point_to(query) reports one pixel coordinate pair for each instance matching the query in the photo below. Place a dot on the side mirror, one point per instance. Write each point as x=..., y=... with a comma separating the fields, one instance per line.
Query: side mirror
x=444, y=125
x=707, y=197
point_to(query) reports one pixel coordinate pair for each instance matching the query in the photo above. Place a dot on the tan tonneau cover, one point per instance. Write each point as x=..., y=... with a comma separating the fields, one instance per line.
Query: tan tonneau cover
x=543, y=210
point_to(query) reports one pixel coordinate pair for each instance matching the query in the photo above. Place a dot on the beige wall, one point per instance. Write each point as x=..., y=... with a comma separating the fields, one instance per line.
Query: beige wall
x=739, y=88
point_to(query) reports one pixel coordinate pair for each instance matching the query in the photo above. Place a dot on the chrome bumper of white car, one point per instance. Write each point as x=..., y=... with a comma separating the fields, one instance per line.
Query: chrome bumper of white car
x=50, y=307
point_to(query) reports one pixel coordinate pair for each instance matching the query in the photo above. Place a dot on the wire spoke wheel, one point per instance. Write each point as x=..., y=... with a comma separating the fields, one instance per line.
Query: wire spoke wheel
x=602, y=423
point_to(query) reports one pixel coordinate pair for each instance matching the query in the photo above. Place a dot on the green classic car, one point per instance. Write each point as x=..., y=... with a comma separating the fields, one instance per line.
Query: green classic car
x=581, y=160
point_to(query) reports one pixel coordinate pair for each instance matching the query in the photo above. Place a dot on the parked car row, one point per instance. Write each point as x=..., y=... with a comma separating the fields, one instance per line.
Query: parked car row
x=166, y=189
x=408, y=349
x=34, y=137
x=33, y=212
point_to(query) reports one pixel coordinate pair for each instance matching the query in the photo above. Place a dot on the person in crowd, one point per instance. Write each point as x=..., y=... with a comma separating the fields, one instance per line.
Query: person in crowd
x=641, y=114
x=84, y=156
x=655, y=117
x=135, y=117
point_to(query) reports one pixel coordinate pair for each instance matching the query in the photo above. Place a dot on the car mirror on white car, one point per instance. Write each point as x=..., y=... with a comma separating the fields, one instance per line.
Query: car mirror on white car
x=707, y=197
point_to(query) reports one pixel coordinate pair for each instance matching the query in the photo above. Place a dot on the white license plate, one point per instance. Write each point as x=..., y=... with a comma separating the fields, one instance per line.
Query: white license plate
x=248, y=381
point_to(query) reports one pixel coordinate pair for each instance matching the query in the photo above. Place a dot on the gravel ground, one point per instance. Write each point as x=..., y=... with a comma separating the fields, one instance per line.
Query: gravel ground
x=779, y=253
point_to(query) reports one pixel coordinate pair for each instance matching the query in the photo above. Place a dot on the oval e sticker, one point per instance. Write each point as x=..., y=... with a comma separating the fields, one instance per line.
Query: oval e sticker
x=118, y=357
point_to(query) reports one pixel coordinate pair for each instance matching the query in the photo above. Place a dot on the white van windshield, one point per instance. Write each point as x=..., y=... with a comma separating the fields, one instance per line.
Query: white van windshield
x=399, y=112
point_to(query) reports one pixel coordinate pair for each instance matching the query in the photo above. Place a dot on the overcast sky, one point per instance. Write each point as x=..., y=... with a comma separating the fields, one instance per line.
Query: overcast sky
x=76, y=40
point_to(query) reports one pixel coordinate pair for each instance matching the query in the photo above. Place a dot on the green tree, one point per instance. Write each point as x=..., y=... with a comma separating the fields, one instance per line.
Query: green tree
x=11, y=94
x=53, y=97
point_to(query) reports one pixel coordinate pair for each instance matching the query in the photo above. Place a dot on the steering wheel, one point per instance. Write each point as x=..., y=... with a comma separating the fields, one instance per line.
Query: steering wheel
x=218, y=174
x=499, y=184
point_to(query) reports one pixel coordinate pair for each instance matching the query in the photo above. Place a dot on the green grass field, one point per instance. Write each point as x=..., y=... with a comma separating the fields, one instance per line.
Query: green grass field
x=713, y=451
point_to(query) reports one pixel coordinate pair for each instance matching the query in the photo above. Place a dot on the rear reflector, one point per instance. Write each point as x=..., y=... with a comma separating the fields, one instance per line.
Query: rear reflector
□ □ □
## WHAT YOU NEED TO DO:
Copy out all of the data above word for word, keeping every line unchanged and in its original order.

## RESULT OF THIS TASK:
point_to(query) reports one pixel coordinate pair for each instance matching the query in the photo below. Place a dot on the side mirror, one point per instance. Write each point as x=..., y=... with a comma separating the fields, one instance per line.
Query: side mirror
x=444, y=125
x=707, y=197
point_to(query) reports one pixel coordinate pair for each instance matching the query in the photo above. Place a dot on the tan tonneau cover, one point per instance. Write each point as x=..., y=... with a comma separating the fields, one instance per line.
Query: tan tonneau cover
x=543, y=210
point_to(query) reports one pixel coordinate pair for each instance matching the query in the photo above. Place a dot on the beige wall, one point per instance. Write each point as x=..., y=... with a comma separating the fields, one instance per line.
Query: beige wall
x=739, y=88
point_to(query) reports one pixel coordinate pair for each instance matching the query in the photo above. Place a dot on the chrome bumper of white car, one point per instance. Write each point as x=..., y=... with a comma separating the fields, one instance per line.
Query: chrome bumper of white car
x=50, y=307
point_to(query) reports one pixel coordinate pair for each instance matching the query in the photo above. Place a dot on the wire spoke wheel, one point per instance. Write each point as x=..., y=... with a comma separating the fields, one instance per line.
Query: wire spoke wheel
x=602, y=423
point_to(query) reports one pixel coordinate pair for each instance matching the query in the photo above. Place a dot on the green classic car, one point per instance. Write each point as x=..., y=... with a comma separating the fields, one instance per line.
Query: green classic car
x=581, y=160
point_to(query) reports one pixel coordinate pair for each instance matching the query in the photo above. Place a dot on the parked car row, one point per instance. Write each point as x=..., y=... with a comma separating the fields, one instance per line.
Query: parked car row
x=166, y=189
x=408, y=349
x=34, y=137
x=33, y=212
point_to(query) reports one pixel coordinate pair for each instance matching the query in the photo above. Place a dot on the person in crowd, one point per instance. Write each point as x=..., y=... with a comma separating the fields, one instance per line.
Query: person in crowd
x=641, y=114
x=84, y=156
x=655, y=117
x=135, y=117
point_to(query) reports one pixel coordinate pair for each instance matching the query in the photo above. Place a dot on the car mirror on white car, one point per instance. Write each point as x=..., y=... with a comma separating the fields, one instance per line.
Query: car mirror on white car
x=707, y=197
point_to(query) reports one pixel coordinate pair for each instance matching the query in the photo above. Place a dot on the white license plate, one point per instance. Write each point as x=..., y=... with a comma separating the fields, one instance per line.
Query: white license plate
x=248, y=381
point_to(query) reports one pixel coordinate pair for each instance matching the query in the photo above. Place a dot on the gravel ground, one point per instance. Write each point as x=..., y=... with a comma separating the fields, one instance per line.
Query: gravel ground
x=779, y=253
point_to(query) reports one pixel coordinate pair for each instance matching the query in the photo above. Place a dot on the oval e sticker, one point per instance. Write each point as x=..., y=... with a comma separating the fields, one instance per line.
Query: oval e sticker
x=118, y=357
point_to(query) reports one pixel coordinate pair for each instance matching the query in the photo above. Place a dot on the white van windshield, one point per instance. Write each point as x=..., y=... with a comma separating the fields, one instance per line.
Query: white van windshield
x=399, y=112
point_to(query) reports one pixel coordinate pair for each instance matching the query in the photo above. Place a dot on the overcast sky, one point per instance. Write each point as x=..., y=... with a comma separating the fields, one instance per line.
Query: overcast sky
x=76, y=40
point_to(query) reports one pixel coordinate pair for each instance matching the query in the photo above. Place a dot on the green tree, one point per instance. Write each point as x=..., y=... with a comma separating the fields, one instance per line.
Query: green tree
x=11, y=94
x=53, y=97
point_to(query) reports one pixel coordinate pair for each instance matching the query in the photo above. Place a dot on the steering wheel, one point per instance. Write each point as x=..., y=... with a comma separating the fields, one instance per line.
Query: steering wheel
x=218, y=174
x=499, y=184
point_to(query) reports one pixel coordinate pair for each instance matching the query in the photo above. Place a dot on the green grass field, one point per instance. Write each point as x=..., y=... with a comma separating the fields, one instance per line.
Query: green grass field
x=713, y=451
point_to(query) reports one pixel coordinate pair for each instance matching the query in the photo above. Place a dot on the rear reflector, one point per instance. Write each point as x=..., y=... with a comma separating the fields, one instance per line.
Query: rear reflector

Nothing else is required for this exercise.